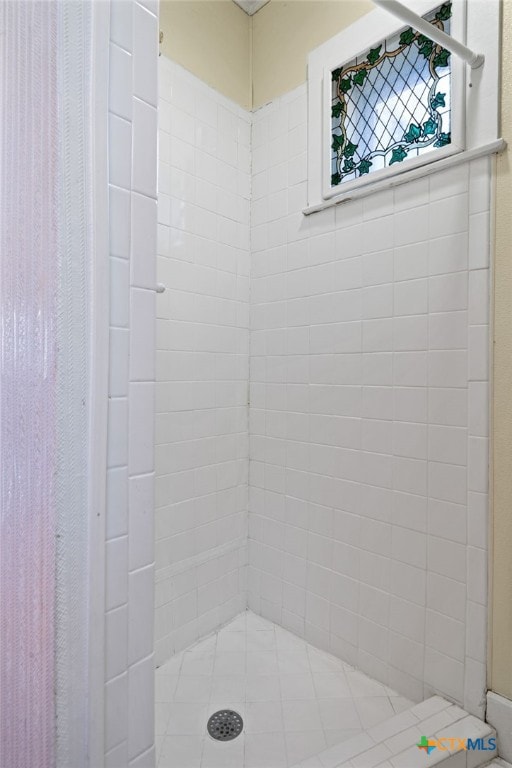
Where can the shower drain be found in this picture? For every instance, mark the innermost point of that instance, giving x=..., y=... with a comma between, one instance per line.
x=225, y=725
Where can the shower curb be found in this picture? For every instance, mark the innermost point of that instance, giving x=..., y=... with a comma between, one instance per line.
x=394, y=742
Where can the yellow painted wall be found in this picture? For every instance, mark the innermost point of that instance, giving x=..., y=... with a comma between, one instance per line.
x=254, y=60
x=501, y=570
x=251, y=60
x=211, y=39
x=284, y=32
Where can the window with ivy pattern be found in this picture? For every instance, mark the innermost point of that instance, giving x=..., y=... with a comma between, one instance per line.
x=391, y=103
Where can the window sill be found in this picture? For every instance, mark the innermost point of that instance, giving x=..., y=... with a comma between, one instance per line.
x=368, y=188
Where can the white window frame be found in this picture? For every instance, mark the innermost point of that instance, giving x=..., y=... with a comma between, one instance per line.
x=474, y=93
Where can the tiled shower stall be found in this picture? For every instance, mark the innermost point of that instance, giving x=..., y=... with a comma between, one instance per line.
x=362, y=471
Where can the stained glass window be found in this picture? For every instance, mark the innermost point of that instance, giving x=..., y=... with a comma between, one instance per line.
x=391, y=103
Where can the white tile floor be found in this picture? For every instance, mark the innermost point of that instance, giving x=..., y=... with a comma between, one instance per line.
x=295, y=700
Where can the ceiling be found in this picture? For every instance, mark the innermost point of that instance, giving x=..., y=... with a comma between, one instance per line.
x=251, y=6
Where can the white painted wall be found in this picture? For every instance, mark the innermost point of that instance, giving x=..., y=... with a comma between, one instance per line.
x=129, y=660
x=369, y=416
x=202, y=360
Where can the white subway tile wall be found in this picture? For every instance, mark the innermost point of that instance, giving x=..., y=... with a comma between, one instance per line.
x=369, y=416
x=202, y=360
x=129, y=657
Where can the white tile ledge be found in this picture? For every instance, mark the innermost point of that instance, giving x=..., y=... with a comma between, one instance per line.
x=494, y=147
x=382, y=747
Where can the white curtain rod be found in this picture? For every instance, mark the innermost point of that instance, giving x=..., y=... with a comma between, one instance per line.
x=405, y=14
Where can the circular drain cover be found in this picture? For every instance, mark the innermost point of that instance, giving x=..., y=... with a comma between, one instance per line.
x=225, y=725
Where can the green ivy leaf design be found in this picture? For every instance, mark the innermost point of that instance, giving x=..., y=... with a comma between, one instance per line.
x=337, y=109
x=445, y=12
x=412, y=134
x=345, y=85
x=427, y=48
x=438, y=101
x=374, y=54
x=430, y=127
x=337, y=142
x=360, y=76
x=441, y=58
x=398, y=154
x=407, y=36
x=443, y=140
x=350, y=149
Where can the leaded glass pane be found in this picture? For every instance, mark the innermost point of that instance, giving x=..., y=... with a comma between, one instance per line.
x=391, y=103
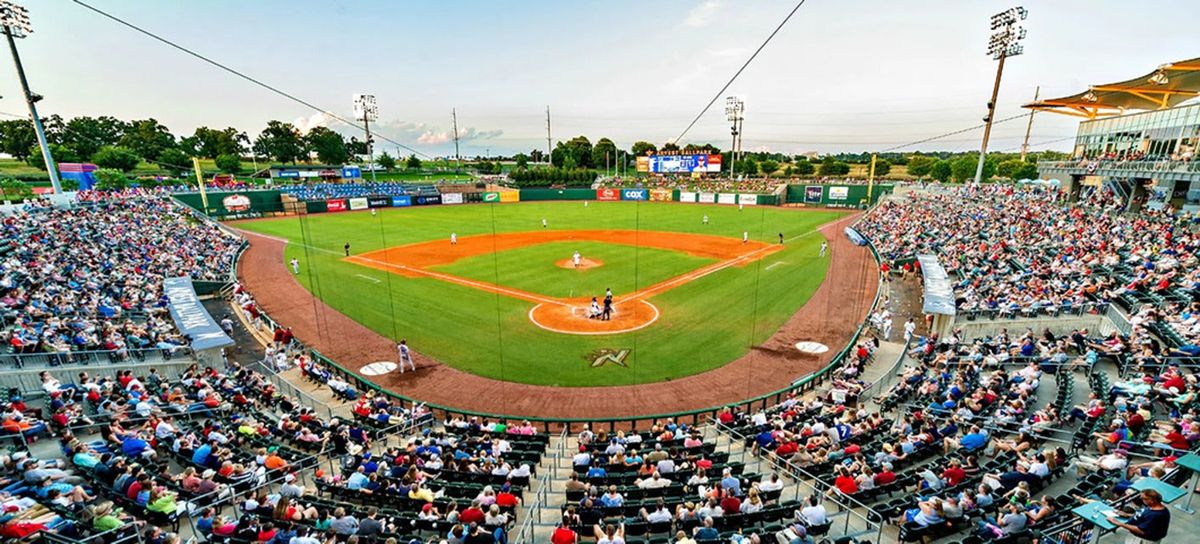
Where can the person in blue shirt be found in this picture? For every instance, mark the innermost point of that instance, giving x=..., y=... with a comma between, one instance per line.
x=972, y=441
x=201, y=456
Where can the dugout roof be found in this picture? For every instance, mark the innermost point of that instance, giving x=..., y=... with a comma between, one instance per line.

-*-*-

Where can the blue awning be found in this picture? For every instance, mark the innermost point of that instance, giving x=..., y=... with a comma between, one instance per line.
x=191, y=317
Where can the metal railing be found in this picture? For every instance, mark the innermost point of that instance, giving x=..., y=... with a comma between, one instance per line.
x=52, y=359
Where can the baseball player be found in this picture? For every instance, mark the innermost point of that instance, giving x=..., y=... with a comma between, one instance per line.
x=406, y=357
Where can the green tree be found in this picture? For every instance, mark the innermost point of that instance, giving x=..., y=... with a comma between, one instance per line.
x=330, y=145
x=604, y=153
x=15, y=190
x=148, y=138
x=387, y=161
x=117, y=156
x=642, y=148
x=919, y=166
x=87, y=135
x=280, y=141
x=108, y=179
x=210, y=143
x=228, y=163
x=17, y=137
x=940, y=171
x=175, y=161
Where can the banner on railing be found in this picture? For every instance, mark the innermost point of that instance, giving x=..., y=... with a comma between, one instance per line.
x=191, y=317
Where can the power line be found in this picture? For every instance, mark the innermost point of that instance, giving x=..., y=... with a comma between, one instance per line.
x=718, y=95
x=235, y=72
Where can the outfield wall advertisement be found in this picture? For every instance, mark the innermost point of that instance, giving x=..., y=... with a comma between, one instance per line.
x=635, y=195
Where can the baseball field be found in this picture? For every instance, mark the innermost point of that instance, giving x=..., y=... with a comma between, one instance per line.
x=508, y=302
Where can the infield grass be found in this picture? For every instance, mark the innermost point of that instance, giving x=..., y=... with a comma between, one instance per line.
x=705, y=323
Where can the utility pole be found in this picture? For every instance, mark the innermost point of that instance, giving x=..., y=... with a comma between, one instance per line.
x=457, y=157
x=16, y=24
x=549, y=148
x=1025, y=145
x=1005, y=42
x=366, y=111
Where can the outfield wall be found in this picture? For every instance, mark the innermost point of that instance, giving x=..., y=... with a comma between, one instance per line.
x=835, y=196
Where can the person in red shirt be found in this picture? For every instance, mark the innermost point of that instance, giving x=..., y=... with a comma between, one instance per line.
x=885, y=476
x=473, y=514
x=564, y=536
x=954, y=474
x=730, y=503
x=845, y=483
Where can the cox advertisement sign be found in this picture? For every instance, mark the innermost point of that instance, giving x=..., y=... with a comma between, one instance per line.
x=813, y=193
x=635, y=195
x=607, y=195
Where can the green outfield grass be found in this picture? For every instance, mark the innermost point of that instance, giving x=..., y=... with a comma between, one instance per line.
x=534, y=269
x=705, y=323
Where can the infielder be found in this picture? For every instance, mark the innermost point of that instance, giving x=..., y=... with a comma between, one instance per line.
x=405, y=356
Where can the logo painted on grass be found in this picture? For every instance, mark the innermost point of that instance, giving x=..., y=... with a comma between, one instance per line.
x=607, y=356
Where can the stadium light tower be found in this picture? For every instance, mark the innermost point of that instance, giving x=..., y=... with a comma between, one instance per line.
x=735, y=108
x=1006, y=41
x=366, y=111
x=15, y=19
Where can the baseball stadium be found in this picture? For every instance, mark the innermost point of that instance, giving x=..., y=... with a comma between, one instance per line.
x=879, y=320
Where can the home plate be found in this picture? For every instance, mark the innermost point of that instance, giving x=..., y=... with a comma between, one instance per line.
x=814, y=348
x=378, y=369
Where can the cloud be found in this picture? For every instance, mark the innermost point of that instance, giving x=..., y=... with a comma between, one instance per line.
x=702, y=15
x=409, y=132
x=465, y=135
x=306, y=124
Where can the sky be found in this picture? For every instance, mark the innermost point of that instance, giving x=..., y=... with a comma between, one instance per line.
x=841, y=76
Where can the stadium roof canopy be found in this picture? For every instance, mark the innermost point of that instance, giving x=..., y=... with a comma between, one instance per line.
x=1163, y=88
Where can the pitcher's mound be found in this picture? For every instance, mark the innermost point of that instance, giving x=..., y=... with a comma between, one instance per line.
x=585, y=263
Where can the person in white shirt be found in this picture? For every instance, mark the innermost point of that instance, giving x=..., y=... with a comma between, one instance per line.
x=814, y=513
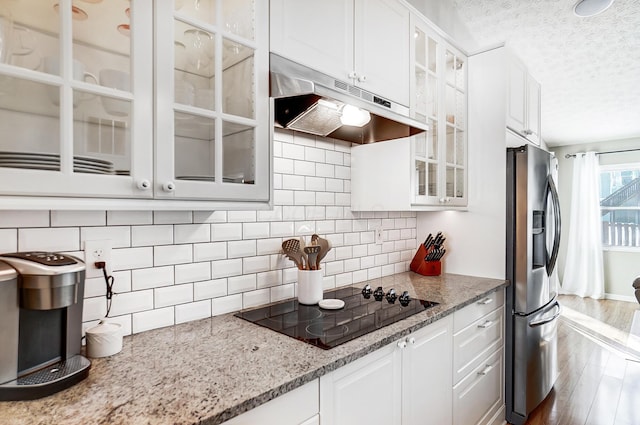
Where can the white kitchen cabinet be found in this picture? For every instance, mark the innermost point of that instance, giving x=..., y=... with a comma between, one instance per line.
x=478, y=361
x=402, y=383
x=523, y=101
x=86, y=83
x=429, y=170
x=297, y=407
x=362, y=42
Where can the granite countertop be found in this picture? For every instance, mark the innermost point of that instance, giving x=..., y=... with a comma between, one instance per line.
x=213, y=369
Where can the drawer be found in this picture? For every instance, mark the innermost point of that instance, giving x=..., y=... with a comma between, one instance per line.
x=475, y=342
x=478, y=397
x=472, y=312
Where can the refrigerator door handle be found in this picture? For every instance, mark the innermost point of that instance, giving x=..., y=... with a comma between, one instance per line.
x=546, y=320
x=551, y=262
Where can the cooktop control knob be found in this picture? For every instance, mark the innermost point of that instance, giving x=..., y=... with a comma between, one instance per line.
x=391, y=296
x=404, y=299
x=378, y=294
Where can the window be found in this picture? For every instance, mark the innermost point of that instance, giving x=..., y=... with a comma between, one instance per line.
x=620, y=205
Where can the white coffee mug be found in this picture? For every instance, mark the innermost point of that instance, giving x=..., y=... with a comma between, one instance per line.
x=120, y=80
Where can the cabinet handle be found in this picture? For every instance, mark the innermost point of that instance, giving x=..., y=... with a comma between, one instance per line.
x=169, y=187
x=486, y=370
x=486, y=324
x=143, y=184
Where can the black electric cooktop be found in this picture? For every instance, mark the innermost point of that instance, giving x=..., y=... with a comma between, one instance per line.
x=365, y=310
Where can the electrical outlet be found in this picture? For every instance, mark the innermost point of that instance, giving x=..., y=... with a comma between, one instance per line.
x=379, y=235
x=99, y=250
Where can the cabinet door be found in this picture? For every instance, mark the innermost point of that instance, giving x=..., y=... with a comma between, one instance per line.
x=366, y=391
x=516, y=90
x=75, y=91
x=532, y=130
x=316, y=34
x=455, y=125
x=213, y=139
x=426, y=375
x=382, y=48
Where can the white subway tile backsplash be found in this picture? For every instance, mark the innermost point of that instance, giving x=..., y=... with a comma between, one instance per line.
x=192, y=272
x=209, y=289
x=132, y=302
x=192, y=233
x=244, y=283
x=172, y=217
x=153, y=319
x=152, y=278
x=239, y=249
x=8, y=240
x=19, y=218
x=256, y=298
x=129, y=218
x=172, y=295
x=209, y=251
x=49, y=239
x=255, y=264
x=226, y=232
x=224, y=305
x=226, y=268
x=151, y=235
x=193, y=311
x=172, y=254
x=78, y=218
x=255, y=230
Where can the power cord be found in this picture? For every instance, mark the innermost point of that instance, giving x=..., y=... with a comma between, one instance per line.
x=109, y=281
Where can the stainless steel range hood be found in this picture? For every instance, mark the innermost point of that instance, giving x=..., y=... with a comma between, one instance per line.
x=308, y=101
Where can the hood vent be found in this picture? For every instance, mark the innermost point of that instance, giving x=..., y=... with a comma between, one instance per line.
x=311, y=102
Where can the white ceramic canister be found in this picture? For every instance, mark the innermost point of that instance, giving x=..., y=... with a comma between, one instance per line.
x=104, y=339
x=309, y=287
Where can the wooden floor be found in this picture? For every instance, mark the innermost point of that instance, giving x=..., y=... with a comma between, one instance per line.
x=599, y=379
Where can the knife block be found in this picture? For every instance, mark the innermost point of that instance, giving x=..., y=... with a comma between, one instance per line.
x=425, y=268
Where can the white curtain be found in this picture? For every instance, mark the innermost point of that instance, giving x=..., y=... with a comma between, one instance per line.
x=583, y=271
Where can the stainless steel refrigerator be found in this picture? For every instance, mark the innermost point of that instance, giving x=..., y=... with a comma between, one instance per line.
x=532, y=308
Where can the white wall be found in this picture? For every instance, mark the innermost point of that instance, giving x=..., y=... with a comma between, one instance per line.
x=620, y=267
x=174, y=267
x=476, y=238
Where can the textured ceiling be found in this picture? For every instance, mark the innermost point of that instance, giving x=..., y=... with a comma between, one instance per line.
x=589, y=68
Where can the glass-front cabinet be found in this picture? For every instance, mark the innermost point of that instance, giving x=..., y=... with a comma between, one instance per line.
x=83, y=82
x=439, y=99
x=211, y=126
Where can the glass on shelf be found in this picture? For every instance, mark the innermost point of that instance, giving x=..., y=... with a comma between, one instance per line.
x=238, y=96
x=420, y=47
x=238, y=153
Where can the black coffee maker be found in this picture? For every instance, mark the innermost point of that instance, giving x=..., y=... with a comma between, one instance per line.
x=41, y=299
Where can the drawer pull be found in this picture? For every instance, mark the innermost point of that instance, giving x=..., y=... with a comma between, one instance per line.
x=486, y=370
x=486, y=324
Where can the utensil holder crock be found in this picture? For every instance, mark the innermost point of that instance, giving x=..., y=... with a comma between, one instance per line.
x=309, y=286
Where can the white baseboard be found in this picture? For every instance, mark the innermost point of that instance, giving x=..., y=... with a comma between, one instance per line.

-*-*-

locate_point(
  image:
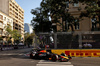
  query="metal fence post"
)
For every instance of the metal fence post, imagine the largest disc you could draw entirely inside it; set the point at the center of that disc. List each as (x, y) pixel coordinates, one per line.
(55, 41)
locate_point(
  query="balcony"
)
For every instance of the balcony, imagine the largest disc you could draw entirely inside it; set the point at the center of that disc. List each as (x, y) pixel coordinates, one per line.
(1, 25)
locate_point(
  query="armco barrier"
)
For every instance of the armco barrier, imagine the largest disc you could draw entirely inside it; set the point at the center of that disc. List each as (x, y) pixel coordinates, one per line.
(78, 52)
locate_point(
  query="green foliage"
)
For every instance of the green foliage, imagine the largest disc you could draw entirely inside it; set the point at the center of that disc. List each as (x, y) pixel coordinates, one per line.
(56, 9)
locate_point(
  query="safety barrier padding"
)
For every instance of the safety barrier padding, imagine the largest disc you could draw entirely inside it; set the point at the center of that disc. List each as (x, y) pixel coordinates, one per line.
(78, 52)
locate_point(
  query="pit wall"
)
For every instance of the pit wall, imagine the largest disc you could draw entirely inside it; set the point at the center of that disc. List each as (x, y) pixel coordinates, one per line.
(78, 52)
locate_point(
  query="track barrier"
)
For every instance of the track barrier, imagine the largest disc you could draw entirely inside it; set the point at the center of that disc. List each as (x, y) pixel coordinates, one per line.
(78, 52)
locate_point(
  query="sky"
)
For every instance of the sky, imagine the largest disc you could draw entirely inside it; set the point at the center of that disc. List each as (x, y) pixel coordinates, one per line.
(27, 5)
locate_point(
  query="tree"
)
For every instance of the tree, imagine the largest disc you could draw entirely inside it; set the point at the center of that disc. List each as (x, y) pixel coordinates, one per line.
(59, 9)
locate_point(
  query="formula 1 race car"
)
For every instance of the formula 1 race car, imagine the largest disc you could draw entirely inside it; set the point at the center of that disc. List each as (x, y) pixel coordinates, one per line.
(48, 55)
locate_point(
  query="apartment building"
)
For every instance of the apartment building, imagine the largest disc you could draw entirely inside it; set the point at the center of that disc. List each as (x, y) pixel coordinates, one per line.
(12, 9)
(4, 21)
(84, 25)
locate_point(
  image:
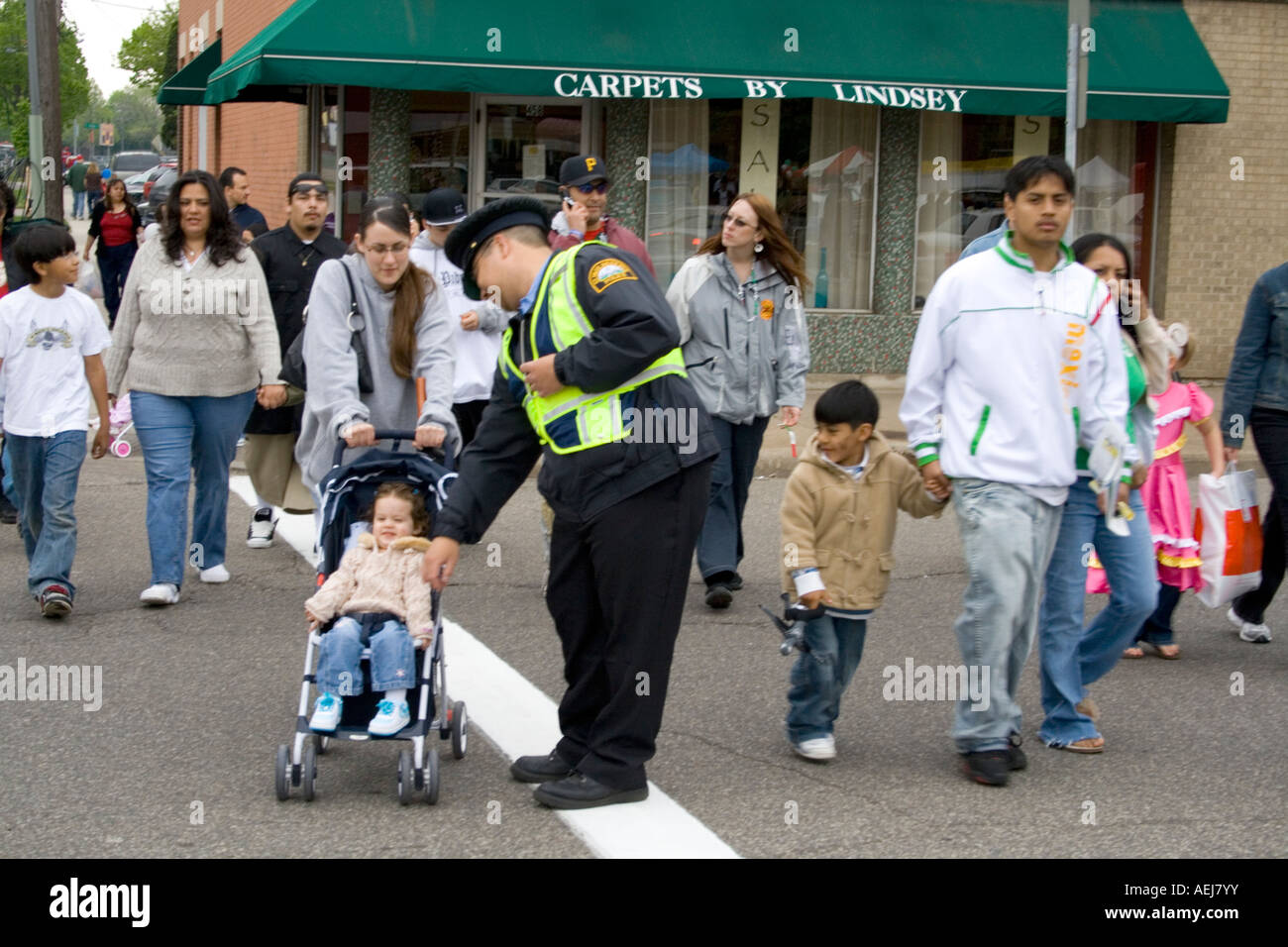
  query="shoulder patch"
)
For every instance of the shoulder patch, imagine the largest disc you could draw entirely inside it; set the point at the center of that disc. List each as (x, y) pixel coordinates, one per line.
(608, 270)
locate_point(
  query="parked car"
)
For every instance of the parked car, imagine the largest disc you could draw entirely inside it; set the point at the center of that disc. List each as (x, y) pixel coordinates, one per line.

-*-*-

_Problem to solve_:
Examine the listing and say how many of its lines contain the string "parked". Give the number alone.

_Answer area_:
2